_Given entries_:
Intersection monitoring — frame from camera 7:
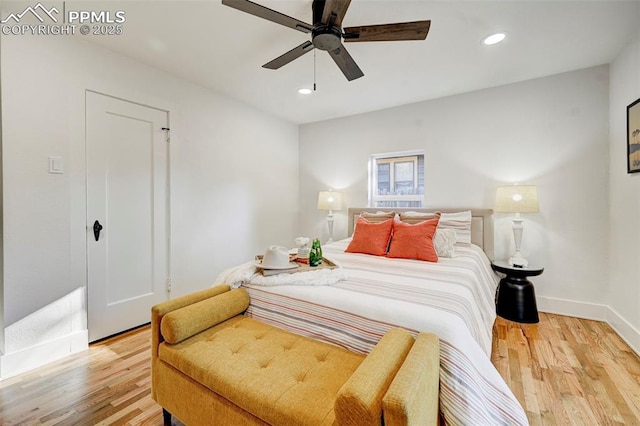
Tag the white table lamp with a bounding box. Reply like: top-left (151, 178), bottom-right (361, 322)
top-left (318, 191), bottom-right (342, 243)
top-left (495, 185), bottom-right (540, 268)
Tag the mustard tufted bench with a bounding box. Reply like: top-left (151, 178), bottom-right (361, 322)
top-left (151, 285), bottom-right (439, 426)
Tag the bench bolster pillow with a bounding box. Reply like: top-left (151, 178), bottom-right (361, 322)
top-left (160, 288), bottom-right (249, 344)
top-left (382, 333), bottom-right (440, 426)
top-left (334, 328), bottom-right (414, 426)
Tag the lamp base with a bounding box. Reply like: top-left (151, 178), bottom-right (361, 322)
top-left (509, 251), bottom-right (529, 268)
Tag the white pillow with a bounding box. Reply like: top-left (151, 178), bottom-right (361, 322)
top-left (438, 210), bottom-right (471, 246)
top-left (433, 229), bottom-right (456, 257)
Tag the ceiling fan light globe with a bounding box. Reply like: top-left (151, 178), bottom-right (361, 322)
top-left (482, 33), bottom-right (507, 46)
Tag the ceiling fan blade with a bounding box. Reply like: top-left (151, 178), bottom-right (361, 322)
top-left (344, 21), bottom-right (431, 42)
top-left (328, 44), bottom-right (364, 81)
top-left (262, 41), bottom-right (313, 70)
top-left (222, 0), bottom-right (313, 33)
top-left (322, 0), bottom-right (351, 28)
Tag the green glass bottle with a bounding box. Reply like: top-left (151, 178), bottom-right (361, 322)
top-left (309, 238), bottom-right (322, 266)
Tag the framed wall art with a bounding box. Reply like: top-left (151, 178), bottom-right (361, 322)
top-left (627, 99), bottom-right (640, 173)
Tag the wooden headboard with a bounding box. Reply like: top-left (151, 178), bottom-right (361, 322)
top-left (348, 207), bottom-right (493, 260)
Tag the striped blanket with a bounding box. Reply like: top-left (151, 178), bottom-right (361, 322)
top-left (245, 240), bottom-right (528, 425)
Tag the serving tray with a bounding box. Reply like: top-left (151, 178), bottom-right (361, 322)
top-left (256, 254), bottom-right (338, 277)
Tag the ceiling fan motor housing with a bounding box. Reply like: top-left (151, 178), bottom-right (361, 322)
top-left (311, 25), bottom-right (342, 50)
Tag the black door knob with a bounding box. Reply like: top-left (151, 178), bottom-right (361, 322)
top-left (93, 220), bottom-right (102, 241)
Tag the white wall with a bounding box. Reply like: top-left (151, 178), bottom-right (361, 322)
top-left (609, 35), bottom-right (640, 352)
top-left (1, 36), bottom-right (298, 375)
top-left (300, 65), bottom-right (609, 318)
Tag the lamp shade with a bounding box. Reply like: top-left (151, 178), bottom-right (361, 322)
top-left (495, 185), bottom-right (540, 213)
top-left (318, 191), bottom-right (342, 210)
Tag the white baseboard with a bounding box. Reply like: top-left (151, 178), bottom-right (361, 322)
top-left (536, 296), bottom-right (640, 356)
top-left (0, 330), bottom-right (89, 380)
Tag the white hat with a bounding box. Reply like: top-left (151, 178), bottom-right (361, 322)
top-left (255, 246), bottom-right (298, 269)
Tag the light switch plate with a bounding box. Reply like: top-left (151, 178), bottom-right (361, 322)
top-left (49, 156), bottom-right (64, 174)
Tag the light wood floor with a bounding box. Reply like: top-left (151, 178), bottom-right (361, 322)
top-left (0, 314), bottom-right (640, 426)
top-left (491, 313), bottom-right (640, 425)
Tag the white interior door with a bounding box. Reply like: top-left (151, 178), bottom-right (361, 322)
top-left (86, 92), bottom-right (169, 341)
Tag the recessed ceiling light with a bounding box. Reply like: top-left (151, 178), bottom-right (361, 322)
top-left (482, 33), bottom-right (507, 46)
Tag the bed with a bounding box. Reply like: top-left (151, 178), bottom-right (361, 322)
top-left (235, 208), bottom-right (528, 425)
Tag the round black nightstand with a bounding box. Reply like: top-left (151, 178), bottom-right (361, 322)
top-left (491, 260), bottom-right (544, 324)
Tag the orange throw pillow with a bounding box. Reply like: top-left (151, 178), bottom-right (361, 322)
top-left (345, 217), bottom-right (393, 256)
top-left (387, 219), bottom-right (438, 262)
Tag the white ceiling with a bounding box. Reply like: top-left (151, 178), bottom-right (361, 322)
top-left (74, 0), bottom-right (640, 123)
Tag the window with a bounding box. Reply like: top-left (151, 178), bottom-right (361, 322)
top-left (369, 152), bottom-right (424, 207)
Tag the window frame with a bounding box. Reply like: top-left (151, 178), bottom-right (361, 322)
top-left (367, 151), bottom-right (424, 208)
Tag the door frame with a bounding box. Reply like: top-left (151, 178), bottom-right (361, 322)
top-left (83, 89), bottom-right (172, 341)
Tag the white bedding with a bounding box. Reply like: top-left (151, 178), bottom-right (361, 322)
top-left (238, 240), bottom-right (528, 425)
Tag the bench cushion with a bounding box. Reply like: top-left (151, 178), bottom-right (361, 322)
top-left (159, 316), bottom-right (364, 425)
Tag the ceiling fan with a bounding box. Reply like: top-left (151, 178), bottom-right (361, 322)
top-left (222, 0), bottom-right (431, 81)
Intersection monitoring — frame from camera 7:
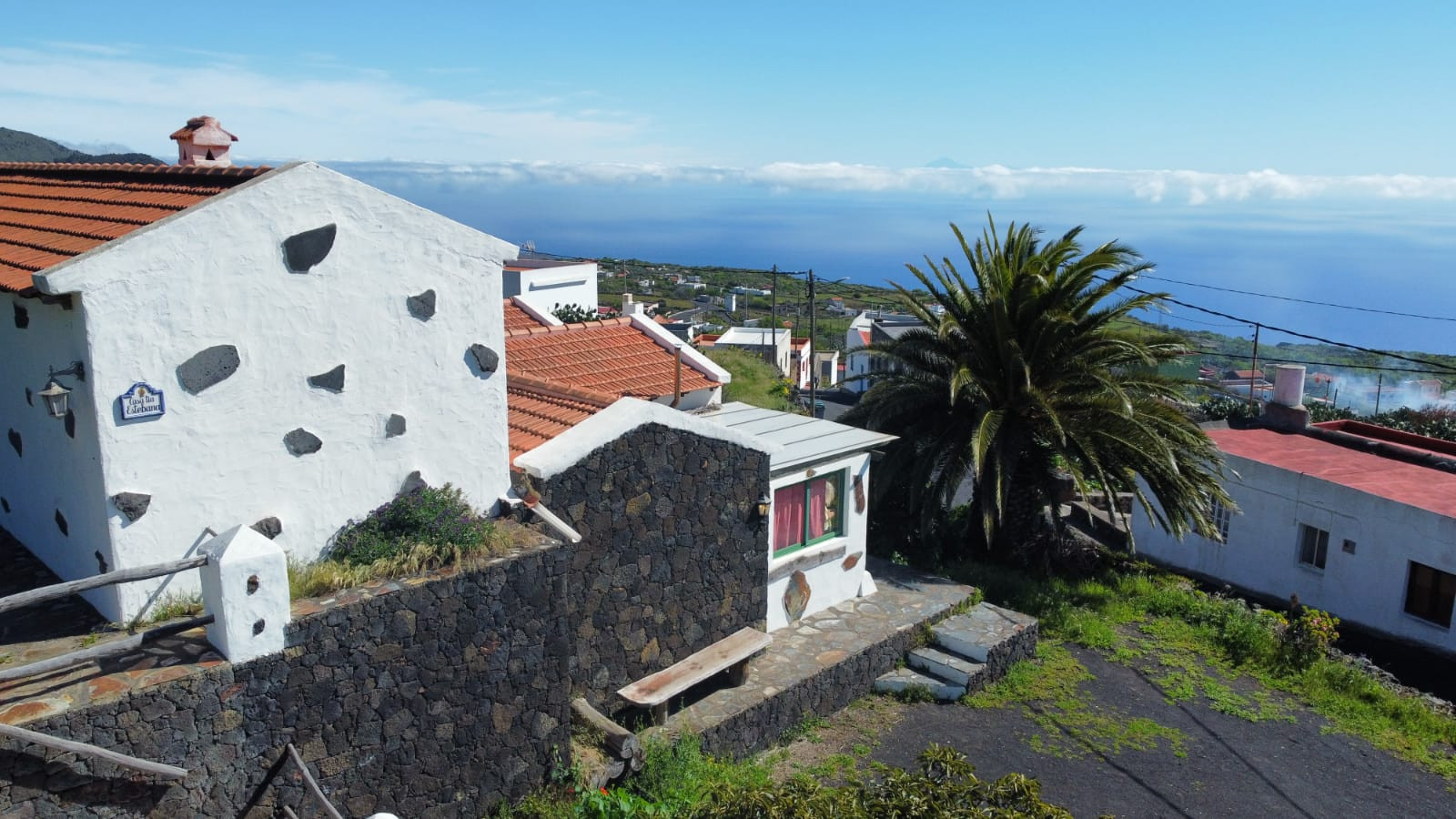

_Task to carry out_: Please copy all of the material above word for word, leaving the pictures out.

_Exercise result_:
Intersection monitoring — frame from camera 7:
Tag the white table lamp with a bounding box. Reply like: top-left (151, 178), bottom-right (361, 322)
top-left (318, 191), bottom-right (342, 243)
top-left (495, 185), bottom-right (540, 268)
Tag the mustard tufted bench with a bounding box. Reply like: top-left (151, 178), bottom-right (361, 322)
top-left (151, 285), bottom-right (439, 426)
Tag the bench bolster pillow with a bounding box. Reply like: top-left (151, 178), bottom-right (361, 322)
top-left (160, 288), bottom-right (249, 344)
top-left (382, 333), bottom-right (440, 426)
top-left (334, 328), bottom-right (414, 426)
Tag the lamp base with a bounding box. Reply like: top-left (151, 178), bottom-right (361, 322)
top-left (509, 251), bottom-right (529, 268)
Tag the white pillow with a bounding box. Reply like: top-left (151, 178), bottom-right (361, 322)
top-left (438, 210), bottom-right (471, 246)
top-left (433, 229), bottom-right (456, 257)
Tag the ceiling fan light globe with a bounding box. Reply like: top-left (151, 178), bottom-right (361, 322)
top-left (482, 33), bottom-right (507, 46)
Tag the ceiling fan blade with a bounding box. Reply like: top-left (151, 178), bottom-right (361, 322)
top-left (344, 21), bottom-right (431, 42)
top-left (328, 44), bottom-right (364, 81)
top-left (262, 41), bottom-right (313, 70)
top-left (222, 0), bottom-right (313, 33)
top-left (322, 0), bottom-right (351, 28)
Tag the green glass bottle with a bounding box. Reply like: top-left (151, 178), bottom-right (361, 322)
top-left (309, 238), bottom-right (322, 266)
Tag the framed wall art with a bounding box. Reply like: top-left (151, 178), bottom-right (361, 322)
top-left (627, 99), bottom-right (640, 173)
Tag the wooden headboard with a bounding box. Reply like: top-left (151, 178), bottom-right (361, 322)
top-left (348, 207), bottom-right (493, 260)
Tag the striped blanket with a bounding box. Reply like: top-left (151, 178), bottom-right (361, 322)
top-left (245, 240), bottom-right (528, 425)
Tag the serving tray with a bounding box. Reply like: top-left (151, 178), bottom-right (361, 322)
top-left (256, 254), bottom-right (338, 277)
Tag the ceiling fan motor housing with a bounding box. Reply like: top-left (151, 178), bottom-right (361, 322)
top-left (311, 25), bottom-right (342, 50)
Tag the black door knob with a bounding box. Reply like: top-left (151, 178), bottom-right (361, 322)
top-left (93, 220), bottom-right (102, 241)
Tag the white wall with a bounding box. Reply like: top-left (151, 178), bottom-right (361, 322)
top-left (609, 35), bottom-right (640, 352)
top-left (1, 36), bottom-right (298, 375)
top-left (300, 65), bottom-right (609, 318)
Tag the lamp shade with a bounding box. Reply like: top-left (151, 178), bottom-right (361, 322)
top-left (495, 185), bottom-right (540, 213)
top-left (318, 191), bottom-right (342, 210)
Tag the white baseboard with a bounding box. Reply like: top-left (151, 178), bottom-right (361, 322)
top-left (536, 296), bottom-right (640, 356)
top-left (0, 330), bottom-right (89, 380)
Tag the white hat with a bounding box. Reply like: top-left (151, 178), bottom-right (361, 322)
top-left (255, 246), bottom-right (298, 269)
Tag the light switch plate with a bounding box. Reply like: top-left (151, 178), bottom-right (361, 322)
top-left (49, 156), bottom-right (64, 174)
Tag the light wood floor with a bounding box. Reply like: top-left (151, 178), bottom-right (361, 322)
top-left (0, 314), bottom-right (640, 426)
top-left (491, 313), bottom-right (640, 425)
Tag the white interior door with a bounding box. Reply like: top-left (151, 178), bottom-right (361, 322)
top-left (86, 92), bottom-right (169, 341)
Tag the recessed ceiling light with a bounding box. Reply like: top-left (151, 178), bottom-right (361, 322)
top-left (482, 33), bottom-right (507, 46)
Tag the bed with a bounding box. Reply like: top-left (151, 178), bottom-right (361, 322)
top-left (235, 208), bottom-right (528, 425)
Tag the round black nightstand with a bounding box. Reply like: top-left (151, 178), bottom-right (361, 322)
top-left (491, 260), bottom-right (544, 324)
Tag the orange throw pillow with a bounding box. Reply like: top-left (151, 178), bottom-right (361, 322)
top-left (345, 217), bottom-right (393, 256)
top-left (387, 219), bottom-right (438, 262)
Tag the white ceiling with a bounding box. Reply like: top-left (151, 178), bottom-right (361, 322)
top-left (74, 0), bottom-right (640, 123)
Tag the window with a bounding box. Reply like: top-left (151, 178), bottom-right (361, 322)
top-left (369, 152), bottom-right (424, 207)
Tag the window frame with a bounding box. Reply like: top-left (151, 178), bottom-right (361, 322)
top-left (367, 151), bottom-right (424, 208)
Tag the door frame with a bounding box. Reply like: top-left (151, 178), bottom-right (361, 322)
top-left (83, 89), bottom-right (172, 341)
Tag the white bedding with a bounding box. Reply like: top-left (151, 178), bottom-right (361, 322)
top-left (238, 240), bottom-right (528, 425)
Tag the bench cushion with a bounding box. Reply like: top-left (151, 178), bottom-right (361, 322)
top-left (159, 316), bottom-right (364, 425)
Tag the ceiling fan with a bounding box. Reply like: top-left (151, 178), bottom-right (361, 322)
top-left (222, 0), bottom-right (431, 81)
Intersection monitoring — frame from camera 7:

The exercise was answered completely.